Goal of the exercise
Give a faithful, exact copy of all entries, minus the images.

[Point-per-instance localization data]
####

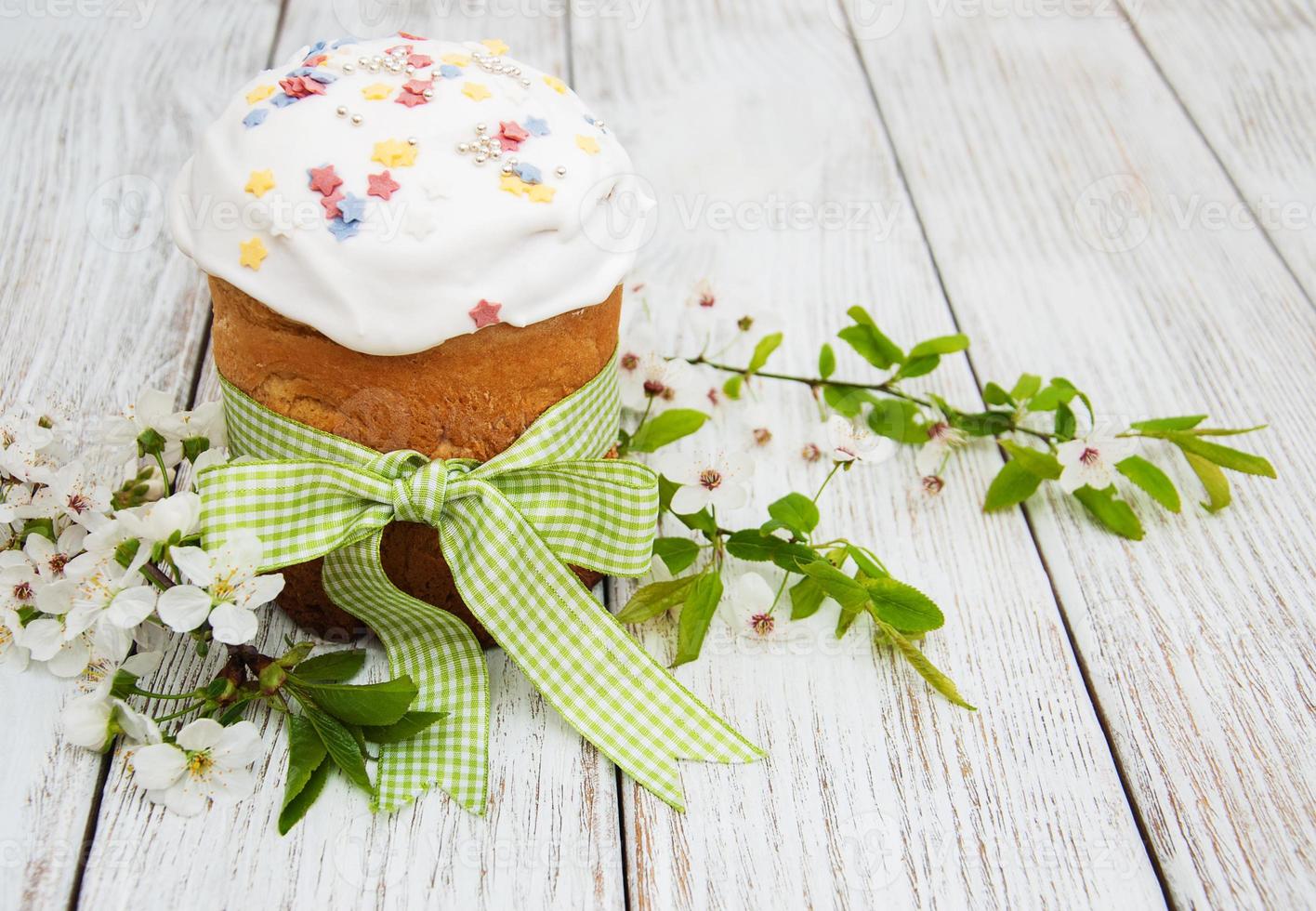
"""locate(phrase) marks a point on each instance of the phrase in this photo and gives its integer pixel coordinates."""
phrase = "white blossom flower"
(92, 720)
(942, 440)
(75, 493)
(1091, 461)
(851, 442)
(208, 762)
(50, 559)
(152, 411)
(224, 590)
(708, 478)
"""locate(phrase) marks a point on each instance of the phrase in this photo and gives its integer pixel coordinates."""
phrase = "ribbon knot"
(508, 530)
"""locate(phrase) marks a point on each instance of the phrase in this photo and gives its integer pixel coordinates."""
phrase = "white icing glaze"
(449, 236)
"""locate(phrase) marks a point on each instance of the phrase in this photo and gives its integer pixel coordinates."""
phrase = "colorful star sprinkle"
(484, 313)
(253, 253)
(259, 183)
(475, 91)
(324, 180)
(351, 208)
(394, 152)
(382, 184)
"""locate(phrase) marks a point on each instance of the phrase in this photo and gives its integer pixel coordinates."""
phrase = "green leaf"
(763, 350)
(332, 667)
(847, 399)
(919, 366)
(826, 361)
(995, 395)
(1152, 480)
(796, 512)
(870, 344)
(696, 614)
(296, 806)
(1025, 388)
(404, 728)
(1011, 486)
(677, 553)
(919, 661)
(1044, 465)
(806, 598)
(654, 598)
(1212, 480)
(1111, 511)
(373, 703)
(903, 606)
(841, 588)
(940, 345)
(340, 744)
(1234, 459)
(665, 428)
(306, 753)
(1169, 424)
(898, 420)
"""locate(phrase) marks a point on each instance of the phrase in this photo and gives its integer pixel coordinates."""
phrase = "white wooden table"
(1068, 182)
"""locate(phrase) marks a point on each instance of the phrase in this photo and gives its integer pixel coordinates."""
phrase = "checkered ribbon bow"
(508, 528)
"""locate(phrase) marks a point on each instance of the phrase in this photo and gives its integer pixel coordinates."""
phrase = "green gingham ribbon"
(507, 528)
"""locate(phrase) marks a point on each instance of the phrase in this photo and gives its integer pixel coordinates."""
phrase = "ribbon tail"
(441, 654)
(576, 654)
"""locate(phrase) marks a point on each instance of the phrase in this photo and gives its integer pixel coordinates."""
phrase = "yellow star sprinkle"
(394, 152)
(253, 253)
(541, 192)
(475, 91)
(259, 183)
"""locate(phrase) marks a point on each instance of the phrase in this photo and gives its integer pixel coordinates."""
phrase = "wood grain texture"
(875, 793)
(550, 836)
(1243, 69)
(95, 304)
(1022, 141)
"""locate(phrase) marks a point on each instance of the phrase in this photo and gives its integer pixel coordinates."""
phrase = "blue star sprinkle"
(342, 230)
(353, 208)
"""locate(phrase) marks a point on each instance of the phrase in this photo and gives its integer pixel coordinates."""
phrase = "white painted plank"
(1243, 69)
(875, 791)
(1199, 639)
(95, 302)
(552, 835)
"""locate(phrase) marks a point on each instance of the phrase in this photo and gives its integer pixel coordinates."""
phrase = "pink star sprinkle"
(382, 186)
(324, 180)
(486, 313)
(331, 205)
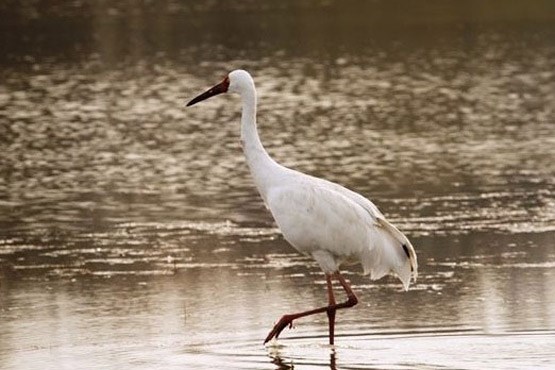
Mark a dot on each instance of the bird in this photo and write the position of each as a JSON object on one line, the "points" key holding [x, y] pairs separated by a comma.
{"points": [[319, 218]]}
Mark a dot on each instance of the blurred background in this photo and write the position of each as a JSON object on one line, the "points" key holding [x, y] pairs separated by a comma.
{"points": [[130, 231]]}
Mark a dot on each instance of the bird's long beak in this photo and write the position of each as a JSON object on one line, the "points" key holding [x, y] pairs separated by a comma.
{"points": [[218, 89]]}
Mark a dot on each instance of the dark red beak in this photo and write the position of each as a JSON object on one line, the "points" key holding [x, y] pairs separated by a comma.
{"points": [[218, 89]]}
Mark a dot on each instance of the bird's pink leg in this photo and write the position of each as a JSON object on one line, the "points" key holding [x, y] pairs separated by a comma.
{"points": [[331, 308], [287, 320]]}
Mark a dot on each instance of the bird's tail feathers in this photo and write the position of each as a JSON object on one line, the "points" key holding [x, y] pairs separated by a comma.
{"points": [[390, 252]]}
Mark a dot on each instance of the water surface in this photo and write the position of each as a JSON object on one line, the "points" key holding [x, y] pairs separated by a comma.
{"points": [[132, 235]]}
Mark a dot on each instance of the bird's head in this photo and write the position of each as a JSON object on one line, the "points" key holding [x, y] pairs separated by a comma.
{"points": [[237, 81]]}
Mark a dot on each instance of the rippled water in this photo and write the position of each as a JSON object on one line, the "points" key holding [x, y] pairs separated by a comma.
{"points": [[132, 236]]}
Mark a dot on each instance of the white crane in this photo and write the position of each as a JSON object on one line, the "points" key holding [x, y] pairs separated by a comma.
{"points": [[319, 218]]}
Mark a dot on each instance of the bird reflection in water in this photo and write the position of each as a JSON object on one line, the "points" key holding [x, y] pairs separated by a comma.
{"points": [[283, 363]]}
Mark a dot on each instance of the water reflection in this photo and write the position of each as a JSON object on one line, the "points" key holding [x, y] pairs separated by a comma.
{"points": [[132, 236]]}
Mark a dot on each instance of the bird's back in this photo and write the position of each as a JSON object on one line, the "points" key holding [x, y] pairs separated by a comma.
{"points": [[336, 225]]}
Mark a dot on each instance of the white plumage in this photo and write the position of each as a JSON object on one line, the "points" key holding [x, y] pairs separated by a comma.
{"points": [[320, 218]]}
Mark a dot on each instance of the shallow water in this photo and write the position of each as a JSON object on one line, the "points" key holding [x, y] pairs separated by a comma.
{"points": [[132, 236]]}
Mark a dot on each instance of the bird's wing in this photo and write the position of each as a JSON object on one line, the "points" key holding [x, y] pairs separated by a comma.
{"points": [[363, 202], [382, 224]]}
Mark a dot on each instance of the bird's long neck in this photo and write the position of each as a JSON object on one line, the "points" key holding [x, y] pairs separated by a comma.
{"points": [[263, 167]]}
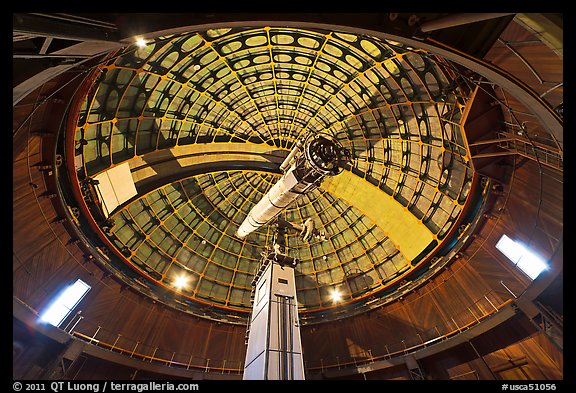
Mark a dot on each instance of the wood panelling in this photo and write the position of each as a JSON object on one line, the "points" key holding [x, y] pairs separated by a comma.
{"points": [[44, 261], [547, 64]]}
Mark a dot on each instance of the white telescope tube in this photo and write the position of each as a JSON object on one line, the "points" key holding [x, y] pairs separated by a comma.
{"points": [[276, 200]]}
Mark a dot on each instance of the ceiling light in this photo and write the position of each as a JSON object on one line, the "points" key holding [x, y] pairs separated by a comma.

####

Solution for this problem
"""locate(phrase) marks a point on each instance of the phrase in this photo and gives its integer pixel coordinates."""
phrase = "white blossom flower"
(92, 720)
(942, 440)
(75, 493)
(1091, 461)
(851, 442)
(208, 762)
(50, 559)
(152, 411)
(224, 590)
(708, 478)
"""locate(phrase) marks a point on each instance of the phrase in this photo and gives its integer pixel coordinates."""
phrase = "ribbon knot"
(508, 530)
"""locate(phrase) marks a point on each instance of the phrase in this photo and gives its integer pixel coordinates."""
phrase = "white icing glaze"
(449, 236)
"""locate(phrase) marks a point on each instance of the phrase in this photo and gives its integer pixel coordinates."""
phrase = "colorful star sprinkle"
(484, 313)
(253, 253)
(259, 183)
(475, 91)
(324, 180)
(351, 208)
(394, 152)
(382, 184)
"""locate(phrase) marks a point on each instance of the phrase in this photo and gives its integer pixel coordinates."""
phrase = "green leaf"
(763, 350)
(332, 667)
(847, 399)
(919, 366)
(826, 361)
(995, 395)
(1152, 480)
(796, 512)
(870, 344)
(696, 614)
(296, 806)
(1025, 388)
(404, 728)
(1011, 486)
(677, 553)
(919, 661)
(1044, 465)
(806, 598)
(654, 598)
(1212, 480)
(1111, 511)
(373, 703)
(903, 606)
(841, 588)
(940, 345)
(340, 744)
(1234, 459)
(665, 428)
(306, 753)
(1169, 424)
(898, 420)
"""locate(phrase) marks a point on each instance of the phrase in this photo and gives its integer pixel coordinates."""
phrase = "white wooden table"
(1068, 182)
"""locate(phrase) marks a point on each instance of the phrase in this photo and gives its integer pixel coordinates."""
phrase = "checkered ribbon bow"
(508, 528)
"""locate(phrase) marks a point on each instance of the phrase in this photo and gives its integer pixel coordinates."""
phrase = "green gingham ribbon"
(507, 528)
"""locate(phrase) marks a point on each instance of the phrase in this photo and gives its integer pixel coordinates."""
phrase = "ribbon tail"
(441, 654)
(576, 654)
"""locate(phrase) marks a point on each instance of the phrase in this photo and gives its integer pixel coordinates."""
phrase = "yellow star sprinkle"
(394, 152)
(253, 253)
(541, 192)
(475, 91)
(259, 183)
"""locate(phrase) marks a point on each instance of the phrase in this photo and gives its integer pixel coordinates."""
phrase = "wood grain texture"
(875, 793)
(550, 836)
(1243, 69)
(95, 304)
(1022, 141)
"""locate(phrase) marks a point on each instance of the phrase in this photo and gives its integer pixel coordinates."""
phrase = "blue star sprinkle"
(342, 230)
(353, 208)
"""locate(phrase) marks a point on each instance of the phrase in this photo and gives its integer pixel coordinates."""
phrase = "white painted plank"
(1243, 69)
(875, 791)
(1199, 639)
(95, 302)
(552, 835)
"""locate(phrase) marks a point on each instance of the phrase in this photo and gives its integer pixel coordinates."""
phrase = "pink star sprinkle"
(382, 186)
(324, 180)
(486, 313)
(331, 205)
Mark a dot on each instance of the bird in this photo and write the position of each as a JSON object on one line, the "points" key holding [x, y] pairs separated by a comma.
{"points": [[319, 218]]}
Mark a dot on each instance of the blurred background in this photo and write the position of each as a JSON object on one line, the "points" key holding [x, y] pairs separated by a comma.
{"points": [[130, 231]]}
Mark a dot on each instance of the bird's long beak in this photo and write the position of each as a JSON object on one line, the "points" key holding [x, y] pairs separated by a comma.
{"points": [[218, 89]]}
Mark a dot on each instance of the dark red beak in this photo and write the position of each as a JSON object on one line, the "points" key holding [x, y] pairs separated by a comma.
{"points": [[218, 89]]}
Mark a dot on each instance of the bird's pink leg in this photo and write the position of each as a JSON object on one line, the "points" key holding [x, y] pairs separated by a comma.
{"points": [[331, 308], [287, 320]]}
Mark a dot on each instance of the bird's tail feathers in this photo and write the position of each as a JSON object on one line, the "points" key holding [x, y] pairs separated by a comma.
{"points": [[390, 252]]}
Mark a dot on each instance of the water surface in this photo and write the position of each as a JSON object on one line, the "points" key holding [x, y] pairs separated by a comma.
{"points": [[132, 235]]}
Mark a dot on each instance of the bird's head in this photo and write the position of each as a JSON object on one line, the "points" key holding [x, y] pairs separated by a comma.
{"points": [[237, 81]]}
Mark a dot on each instance of the rippled water in this photo and write the position of each as a JSON object on one line, the "points" key holding [x, y] pairs separated by a comma.
{"points": [[132, 236]]}
Mark a dot on each instance of the white crane in this photo and write the position of each as a JSON object on one line, the "points" key holding [x, y] pairs separated by a comma.
{"points": [[319, 218]]}
Mark a dot on each instance of the bird reflection in water in this photo and write the position of each as a JSON object on one line, the "points" key holding [x, y] pairs separated by a comma.
{"points": [[283, 363]]}
Mark a dot on each instance of the water reflection in this photo and write the position of each as a JSON object on one line, the "points" key holding [x, y] pairs separated by a comma.
{"points": [[132, 236]]}
Mark a dot on each instance of the bird's back in this photo and write the position of each as a JSON object on one line, the "points" key holding [x, y] pairs separated by a comma.
{"points": [[336, 225]]}
Mark a dot on each instance of the white plumage in this photo and write the position of each as a JSON object on one line, the "points" key holding [x, y] pairs separated by a comma.
{"points": [[320, 218]]}
Mark a dot on each instance of the shallow water in this photo and write the position of each as a JSON object on one line, the "points" key holding [x, y] pairs separated by a comma.
{"points": [[132, 236]]}
Mark a dot on each instance of the bird's wing in this photo and write the position of each as a JSON object on one line, the "points" key holding [x, y] pairs separated by a comma.
{"points": [[363, 202], [382, 224]]}
Mark a dot on each instance of the bird's long neck in this photo and write the position of each as a JSON object on one line, the "points" key holding [x, y] pairs separated by a comma.
{"points": [[263, 167]]}
Mark a dot on each instance of the wood panelling in this photo and write the position of each as a JSON object on one line, the "points" key holding [x, y] pairs separated by a comma.
{"points": [[44, 261], [547, 64]]}
Mark a dot on each instance of the white telescope tube in this photo and write the position of each as a JSON object on one line, the "points" key holding [x, y] pairs separated by a comma.
{"points": [[276, 200]]}
Mark a dot on each instance of the ceiling light in this photo and write the position of each as a JSON object on one line, the "points" key holding [x, y] pairs separated by a comma.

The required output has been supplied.